Extracted data entries
========================================================================
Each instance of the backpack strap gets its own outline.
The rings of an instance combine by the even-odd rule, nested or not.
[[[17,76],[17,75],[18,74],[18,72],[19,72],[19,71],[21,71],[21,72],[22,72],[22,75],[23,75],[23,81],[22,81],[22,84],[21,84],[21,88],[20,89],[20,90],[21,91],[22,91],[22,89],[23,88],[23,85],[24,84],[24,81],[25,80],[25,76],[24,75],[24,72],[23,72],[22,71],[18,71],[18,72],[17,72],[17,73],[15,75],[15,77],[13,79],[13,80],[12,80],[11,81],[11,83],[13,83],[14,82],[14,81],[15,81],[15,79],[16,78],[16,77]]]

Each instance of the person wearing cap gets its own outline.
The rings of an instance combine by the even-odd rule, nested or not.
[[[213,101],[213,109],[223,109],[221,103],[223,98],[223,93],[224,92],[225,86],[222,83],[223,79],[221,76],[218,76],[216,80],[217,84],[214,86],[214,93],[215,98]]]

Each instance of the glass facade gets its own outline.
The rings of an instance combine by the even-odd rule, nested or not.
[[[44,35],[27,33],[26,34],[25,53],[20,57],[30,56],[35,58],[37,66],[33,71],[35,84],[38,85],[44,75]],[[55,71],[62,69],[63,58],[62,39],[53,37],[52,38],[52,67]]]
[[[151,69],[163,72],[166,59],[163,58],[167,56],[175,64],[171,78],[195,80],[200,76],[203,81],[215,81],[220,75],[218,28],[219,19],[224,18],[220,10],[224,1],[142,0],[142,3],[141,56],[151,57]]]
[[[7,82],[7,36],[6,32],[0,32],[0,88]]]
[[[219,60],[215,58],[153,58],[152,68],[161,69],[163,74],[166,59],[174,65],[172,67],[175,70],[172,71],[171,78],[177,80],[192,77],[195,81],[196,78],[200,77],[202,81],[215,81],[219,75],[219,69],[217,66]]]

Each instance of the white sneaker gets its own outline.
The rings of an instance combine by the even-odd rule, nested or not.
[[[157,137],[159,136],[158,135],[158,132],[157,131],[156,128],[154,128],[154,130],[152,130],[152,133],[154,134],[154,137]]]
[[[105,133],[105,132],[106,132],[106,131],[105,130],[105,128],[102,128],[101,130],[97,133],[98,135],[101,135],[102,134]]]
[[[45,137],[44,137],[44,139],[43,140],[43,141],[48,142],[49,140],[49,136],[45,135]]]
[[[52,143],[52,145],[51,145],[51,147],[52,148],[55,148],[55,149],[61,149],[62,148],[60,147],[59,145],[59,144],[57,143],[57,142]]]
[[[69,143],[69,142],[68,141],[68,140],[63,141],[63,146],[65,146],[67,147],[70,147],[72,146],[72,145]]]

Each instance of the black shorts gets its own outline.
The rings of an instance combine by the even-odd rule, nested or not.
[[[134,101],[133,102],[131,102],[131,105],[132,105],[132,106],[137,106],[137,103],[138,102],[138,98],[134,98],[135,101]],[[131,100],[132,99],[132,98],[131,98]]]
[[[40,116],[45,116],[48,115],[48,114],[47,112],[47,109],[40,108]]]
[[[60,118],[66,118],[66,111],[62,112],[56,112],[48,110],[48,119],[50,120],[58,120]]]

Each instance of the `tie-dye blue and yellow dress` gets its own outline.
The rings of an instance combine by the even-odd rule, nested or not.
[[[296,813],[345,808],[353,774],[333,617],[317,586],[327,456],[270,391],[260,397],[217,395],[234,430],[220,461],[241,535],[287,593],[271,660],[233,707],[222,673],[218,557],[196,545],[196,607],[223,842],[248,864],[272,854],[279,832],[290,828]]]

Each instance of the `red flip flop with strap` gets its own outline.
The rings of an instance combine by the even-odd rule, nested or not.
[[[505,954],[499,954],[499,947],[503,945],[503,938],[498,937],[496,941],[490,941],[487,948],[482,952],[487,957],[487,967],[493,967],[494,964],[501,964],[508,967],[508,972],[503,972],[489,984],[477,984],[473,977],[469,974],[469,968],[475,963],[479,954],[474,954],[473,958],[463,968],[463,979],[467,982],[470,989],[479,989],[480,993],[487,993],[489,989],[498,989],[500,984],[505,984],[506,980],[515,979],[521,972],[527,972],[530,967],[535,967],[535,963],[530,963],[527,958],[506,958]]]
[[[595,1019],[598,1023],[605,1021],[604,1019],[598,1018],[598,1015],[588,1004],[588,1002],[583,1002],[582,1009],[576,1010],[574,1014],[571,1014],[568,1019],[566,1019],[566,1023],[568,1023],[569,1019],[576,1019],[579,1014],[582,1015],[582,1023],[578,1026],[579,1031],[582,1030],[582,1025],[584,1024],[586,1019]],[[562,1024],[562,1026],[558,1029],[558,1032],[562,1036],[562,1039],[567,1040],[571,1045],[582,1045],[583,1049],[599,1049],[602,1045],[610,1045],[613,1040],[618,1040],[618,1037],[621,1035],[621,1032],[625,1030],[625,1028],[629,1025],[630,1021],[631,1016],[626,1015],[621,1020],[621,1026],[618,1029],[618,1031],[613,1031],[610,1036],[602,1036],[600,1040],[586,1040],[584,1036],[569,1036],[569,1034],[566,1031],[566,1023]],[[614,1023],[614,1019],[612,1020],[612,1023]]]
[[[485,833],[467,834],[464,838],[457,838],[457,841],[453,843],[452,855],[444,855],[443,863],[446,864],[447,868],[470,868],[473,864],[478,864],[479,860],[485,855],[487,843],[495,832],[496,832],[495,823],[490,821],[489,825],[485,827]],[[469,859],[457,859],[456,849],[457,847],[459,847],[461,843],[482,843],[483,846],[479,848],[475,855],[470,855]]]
========================================================================
**PROBLEM TO WORK ON**
Rewrite the items from the line containing "flip flop with" through the last item, swapping "strap" for "band" and leaving everything else unchanged.

**RESPONSE**
Each instance of the `red flip flop with band` gets its own outline.
The rings of an instance combine by the even-odd rule, nested or not.
[[[505,954],[499,954],[499,947],[503,945],[503,938],[498,937],[496,941],[490,941],[487,948],[482,952],[487,957],[487,967],[493,967],[494,964],[501,964],[508,967],[508,972],[503,972],[489,984],[477,984],[473,977],[469,974],[469,968],[475,963],[479,954],[474,954],[473,958],[463,968],[463,979],[467,982],[470,989],[479,989],[480,993],[487,993],[489,989],[498,989],[500,984],[505,984],[506,980],[515,979],[521,972],[527,972],[530,967],[535,967],[535,963],[530,963],[527,958],[506,958]]]
[[[595,1019],[598,1023],[605,1021],[604,1019],[598,1018],[598,1015],[588,1004],[588,1002],[583,1002],[582,1009],[576,1010],[574,1014],[571,1014],[568,1019],[566,1019],[566,1023],[568,1023],[569,1019],[576,1019],[579,1014],[582,1015],[582,1023],[578,1026],[579,1031],[582,1030],[582,1025],[584,1024],[586,1019]],[[562,1024],[562,1026],[558,1029],[558,1032],[562,1036],[562,1039],[567,1040],[571,1045],[582,1045],[583,1049],[599,1049],[602,1045],[610,1045],[613,1040],[618,1040],[618,1037],[621,1035],[621,1032],[625,1030],[625,1028],[629,1025],[630,1021],[631,1016],[626,1015],[621,1020],[621,1026],[618,1029],[618,1031],[613,1031],[610,1036],[602,1036],[600,1040],[586,1040],[584,1036],[569,1036],[569,1034],[566,1031],[566,1023]],[[614,1023],[614,1019],[612,1020],[612,1023]]]
[[[485,833],[467,834],[464,838],[457,838],[457,841],[453,843],[452,855],[444,855],[443,863],[446,864],[447,868],[470,868],[473,864],[478,864],[479,860],[485,855],[487,843],[495,832],[496,832],[495,823],[490,821],[489,825],[485,827]],[[469,859],[457,859],[456,849],[457,847],[459,847],[461,843],[482,843],[483,846],[479,848],[475,855],[470,855]]]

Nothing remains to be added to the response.